§ APPLY WHAT YOU READ
1. In the text on EV sales and JENOA below, what does Schmidt Automotive Research expect EV sales in Western Europe to reach in 2025?
2. From the text on EV sales and JENOA below, list every sales number and percentage that Schmidt Automotive Research forecasts.

§ TEXT FOR ANALYSIS
Yet, despite what some commentators see as an emerging reality, other observers of auto trends claim that 2024 will end up as little more than a blip on an upward sales trajectory. According to Schmidt Automotive Research, EV sales in Western Europe will briefly stagnate in 2024, but encouraged by tightening EU CO2 rules, will jump in 2025 to 2.6 million (20%), and on to 9.2 million or 65% by 2030.[17] Whether this turns out to be a prescient market analysis is too early to say.
What does this mean for MENA clients, and how can JENOA help?
JENOA has vast experience helping automotive clients in the MENA region and has long associations in the auto trade. By offering access to the Lloyd’s of London market in addition to all reinsurance hubs around the world, we are able to leverage established Lloyd’s capabilities alongside international reinsurance to help clients prepare for a period of uncertainty and readjustment in the automotive sector, and to mitigate risks of business interruption and market downturns. In short, JENOA has the capabilities to meet emerging challenges in the sector. With a strong focus on insurtech, our end-to-end digital brokerage offers a much broader reach into markets in MENA and further afield, as the world shows signs of hesitation on its transition towards any bridging technology that might one day result in lower fossil-fuel use.

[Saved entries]
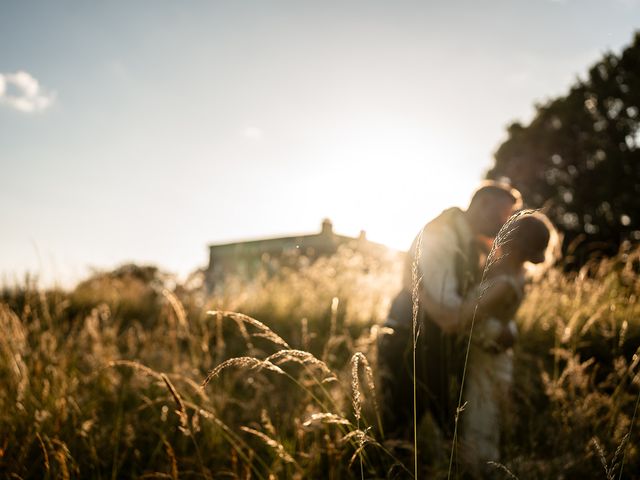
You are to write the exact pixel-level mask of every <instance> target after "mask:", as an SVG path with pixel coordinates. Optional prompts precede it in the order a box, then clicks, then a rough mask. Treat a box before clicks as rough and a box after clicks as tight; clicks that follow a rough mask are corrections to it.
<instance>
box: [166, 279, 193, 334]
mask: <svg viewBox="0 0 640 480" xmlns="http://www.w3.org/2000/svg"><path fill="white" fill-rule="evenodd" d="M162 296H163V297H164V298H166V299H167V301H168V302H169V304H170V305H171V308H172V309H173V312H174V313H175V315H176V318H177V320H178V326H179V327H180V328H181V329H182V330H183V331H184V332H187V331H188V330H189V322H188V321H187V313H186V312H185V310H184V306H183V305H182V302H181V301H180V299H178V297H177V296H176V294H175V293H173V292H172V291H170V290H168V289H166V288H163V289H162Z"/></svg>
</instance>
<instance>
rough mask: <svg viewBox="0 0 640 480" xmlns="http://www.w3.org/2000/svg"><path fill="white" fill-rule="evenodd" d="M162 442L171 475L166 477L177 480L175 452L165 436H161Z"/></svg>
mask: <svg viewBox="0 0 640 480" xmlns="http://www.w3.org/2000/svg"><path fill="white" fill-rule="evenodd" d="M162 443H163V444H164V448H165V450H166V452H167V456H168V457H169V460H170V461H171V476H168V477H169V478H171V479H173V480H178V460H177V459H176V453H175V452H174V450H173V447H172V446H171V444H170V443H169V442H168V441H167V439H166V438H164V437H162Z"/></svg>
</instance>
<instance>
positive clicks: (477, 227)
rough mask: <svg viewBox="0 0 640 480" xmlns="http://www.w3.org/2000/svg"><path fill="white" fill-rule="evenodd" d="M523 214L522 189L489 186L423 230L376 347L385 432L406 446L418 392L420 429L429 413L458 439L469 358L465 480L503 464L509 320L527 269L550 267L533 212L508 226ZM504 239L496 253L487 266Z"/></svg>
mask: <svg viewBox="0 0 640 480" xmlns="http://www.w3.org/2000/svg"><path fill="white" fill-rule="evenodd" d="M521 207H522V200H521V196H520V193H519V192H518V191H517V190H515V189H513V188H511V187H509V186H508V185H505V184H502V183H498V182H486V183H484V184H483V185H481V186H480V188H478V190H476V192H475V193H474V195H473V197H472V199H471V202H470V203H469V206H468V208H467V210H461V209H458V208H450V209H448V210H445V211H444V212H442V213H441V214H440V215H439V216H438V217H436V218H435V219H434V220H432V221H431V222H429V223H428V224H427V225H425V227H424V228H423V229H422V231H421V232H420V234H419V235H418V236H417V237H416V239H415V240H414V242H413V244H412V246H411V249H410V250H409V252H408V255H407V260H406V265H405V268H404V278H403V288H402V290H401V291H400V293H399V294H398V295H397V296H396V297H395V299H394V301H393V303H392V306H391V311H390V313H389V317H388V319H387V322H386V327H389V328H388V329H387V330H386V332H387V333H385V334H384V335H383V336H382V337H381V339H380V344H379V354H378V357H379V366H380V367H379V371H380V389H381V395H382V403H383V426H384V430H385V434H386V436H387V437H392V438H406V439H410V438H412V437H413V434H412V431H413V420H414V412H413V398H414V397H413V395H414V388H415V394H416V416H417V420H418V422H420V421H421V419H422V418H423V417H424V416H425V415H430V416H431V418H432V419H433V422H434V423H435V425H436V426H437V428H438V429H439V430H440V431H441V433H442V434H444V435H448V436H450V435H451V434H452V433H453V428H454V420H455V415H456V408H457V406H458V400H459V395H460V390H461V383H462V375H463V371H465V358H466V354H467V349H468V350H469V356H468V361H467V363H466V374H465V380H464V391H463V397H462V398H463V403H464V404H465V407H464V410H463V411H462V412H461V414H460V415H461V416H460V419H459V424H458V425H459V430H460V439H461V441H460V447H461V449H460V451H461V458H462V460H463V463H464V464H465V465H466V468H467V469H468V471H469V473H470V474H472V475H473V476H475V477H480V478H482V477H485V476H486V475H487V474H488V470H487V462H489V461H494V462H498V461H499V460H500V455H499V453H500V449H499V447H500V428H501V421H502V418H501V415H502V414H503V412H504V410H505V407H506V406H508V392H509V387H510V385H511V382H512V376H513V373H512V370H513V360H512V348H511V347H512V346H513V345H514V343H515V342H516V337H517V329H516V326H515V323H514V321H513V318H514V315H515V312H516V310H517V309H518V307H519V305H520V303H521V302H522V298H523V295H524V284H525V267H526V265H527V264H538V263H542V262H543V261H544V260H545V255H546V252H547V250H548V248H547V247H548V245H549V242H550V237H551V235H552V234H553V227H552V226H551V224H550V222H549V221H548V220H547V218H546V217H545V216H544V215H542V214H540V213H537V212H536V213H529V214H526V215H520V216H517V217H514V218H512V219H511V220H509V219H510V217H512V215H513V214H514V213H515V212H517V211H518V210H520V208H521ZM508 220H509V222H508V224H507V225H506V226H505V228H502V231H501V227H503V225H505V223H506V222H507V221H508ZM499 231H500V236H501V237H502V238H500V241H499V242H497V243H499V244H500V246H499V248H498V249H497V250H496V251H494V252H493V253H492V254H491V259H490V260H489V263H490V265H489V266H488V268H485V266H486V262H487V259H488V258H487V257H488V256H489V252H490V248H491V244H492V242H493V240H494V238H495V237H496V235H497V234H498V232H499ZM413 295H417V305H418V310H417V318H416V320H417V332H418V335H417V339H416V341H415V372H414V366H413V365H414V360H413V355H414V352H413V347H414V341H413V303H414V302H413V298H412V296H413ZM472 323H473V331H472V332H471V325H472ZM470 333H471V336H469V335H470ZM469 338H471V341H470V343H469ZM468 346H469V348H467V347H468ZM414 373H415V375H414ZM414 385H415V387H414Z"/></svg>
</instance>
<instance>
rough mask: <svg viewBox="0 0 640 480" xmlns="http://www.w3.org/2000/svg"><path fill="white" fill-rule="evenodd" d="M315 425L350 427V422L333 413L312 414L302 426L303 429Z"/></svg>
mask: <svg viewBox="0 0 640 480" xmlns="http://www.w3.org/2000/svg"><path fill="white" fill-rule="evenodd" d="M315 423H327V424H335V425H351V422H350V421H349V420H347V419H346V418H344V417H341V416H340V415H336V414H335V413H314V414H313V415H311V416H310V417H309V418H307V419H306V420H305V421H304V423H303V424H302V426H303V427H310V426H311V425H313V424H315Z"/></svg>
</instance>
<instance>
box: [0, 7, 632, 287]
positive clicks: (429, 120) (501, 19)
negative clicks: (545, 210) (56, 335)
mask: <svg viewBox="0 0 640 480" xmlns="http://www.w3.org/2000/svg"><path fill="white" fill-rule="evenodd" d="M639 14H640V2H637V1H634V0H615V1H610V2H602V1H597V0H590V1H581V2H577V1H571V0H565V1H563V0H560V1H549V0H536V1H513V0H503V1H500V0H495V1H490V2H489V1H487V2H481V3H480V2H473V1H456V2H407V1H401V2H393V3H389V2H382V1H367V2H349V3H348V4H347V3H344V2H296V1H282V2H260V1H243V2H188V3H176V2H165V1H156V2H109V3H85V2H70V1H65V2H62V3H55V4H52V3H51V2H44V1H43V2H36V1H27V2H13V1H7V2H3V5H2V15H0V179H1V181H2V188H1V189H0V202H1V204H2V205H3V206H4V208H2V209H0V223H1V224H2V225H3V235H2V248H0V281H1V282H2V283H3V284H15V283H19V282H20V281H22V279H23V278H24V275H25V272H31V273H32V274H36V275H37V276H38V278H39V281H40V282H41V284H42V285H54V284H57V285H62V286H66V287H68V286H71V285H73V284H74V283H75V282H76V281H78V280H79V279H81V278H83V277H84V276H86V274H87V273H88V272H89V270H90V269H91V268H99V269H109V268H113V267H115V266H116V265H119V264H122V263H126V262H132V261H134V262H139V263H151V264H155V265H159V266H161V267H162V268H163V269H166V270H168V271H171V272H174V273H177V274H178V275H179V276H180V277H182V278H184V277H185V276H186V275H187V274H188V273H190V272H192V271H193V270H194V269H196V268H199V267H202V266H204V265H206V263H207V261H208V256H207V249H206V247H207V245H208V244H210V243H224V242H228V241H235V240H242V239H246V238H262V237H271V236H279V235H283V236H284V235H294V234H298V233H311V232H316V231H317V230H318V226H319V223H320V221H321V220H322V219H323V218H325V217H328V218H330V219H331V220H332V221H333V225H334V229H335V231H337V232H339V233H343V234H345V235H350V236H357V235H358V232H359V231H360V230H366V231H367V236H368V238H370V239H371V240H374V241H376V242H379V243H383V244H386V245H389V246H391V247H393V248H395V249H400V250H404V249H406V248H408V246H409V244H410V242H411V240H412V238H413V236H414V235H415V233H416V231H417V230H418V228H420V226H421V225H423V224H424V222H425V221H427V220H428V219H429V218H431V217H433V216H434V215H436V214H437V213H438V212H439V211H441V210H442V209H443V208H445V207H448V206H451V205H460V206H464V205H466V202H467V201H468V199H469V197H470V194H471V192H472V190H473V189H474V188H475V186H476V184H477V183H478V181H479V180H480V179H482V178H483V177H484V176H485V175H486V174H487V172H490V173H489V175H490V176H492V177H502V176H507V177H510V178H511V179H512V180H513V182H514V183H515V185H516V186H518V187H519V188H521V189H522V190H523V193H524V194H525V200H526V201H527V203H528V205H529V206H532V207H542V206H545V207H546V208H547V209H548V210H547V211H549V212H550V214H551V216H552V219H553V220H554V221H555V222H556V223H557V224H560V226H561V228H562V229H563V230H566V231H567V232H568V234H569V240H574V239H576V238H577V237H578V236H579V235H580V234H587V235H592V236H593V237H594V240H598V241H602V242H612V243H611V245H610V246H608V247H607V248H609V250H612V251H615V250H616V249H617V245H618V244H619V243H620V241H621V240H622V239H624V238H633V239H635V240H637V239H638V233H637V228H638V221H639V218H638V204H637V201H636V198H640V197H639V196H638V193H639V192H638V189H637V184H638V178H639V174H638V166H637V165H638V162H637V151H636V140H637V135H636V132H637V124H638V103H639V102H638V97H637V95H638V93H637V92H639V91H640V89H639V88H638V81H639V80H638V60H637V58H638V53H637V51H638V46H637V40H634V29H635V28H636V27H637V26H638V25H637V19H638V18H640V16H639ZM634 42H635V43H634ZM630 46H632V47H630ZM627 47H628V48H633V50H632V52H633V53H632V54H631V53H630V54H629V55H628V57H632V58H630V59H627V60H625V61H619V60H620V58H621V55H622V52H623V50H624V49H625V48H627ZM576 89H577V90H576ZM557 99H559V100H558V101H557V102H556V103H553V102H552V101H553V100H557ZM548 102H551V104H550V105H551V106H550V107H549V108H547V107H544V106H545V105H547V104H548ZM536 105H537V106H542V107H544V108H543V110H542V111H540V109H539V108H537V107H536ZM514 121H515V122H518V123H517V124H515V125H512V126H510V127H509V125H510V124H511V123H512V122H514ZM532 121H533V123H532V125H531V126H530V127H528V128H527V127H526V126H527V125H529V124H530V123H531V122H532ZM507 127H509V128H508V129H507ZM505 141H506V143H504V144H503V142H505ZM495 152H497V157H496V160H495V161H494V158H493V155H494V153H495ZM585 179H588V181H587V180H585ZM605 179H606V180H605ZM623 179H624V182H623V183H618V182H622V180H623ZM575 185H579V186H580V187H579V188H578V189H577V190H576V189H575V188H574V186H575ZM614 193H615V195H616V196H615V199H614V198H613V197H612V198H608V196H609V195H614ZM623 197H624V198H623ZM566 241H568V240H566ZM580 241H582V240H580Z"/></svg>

§ ANSWERS BELOW
1. 2.6 million (20%)

2.
2.6 million
20%
9.2 million
65%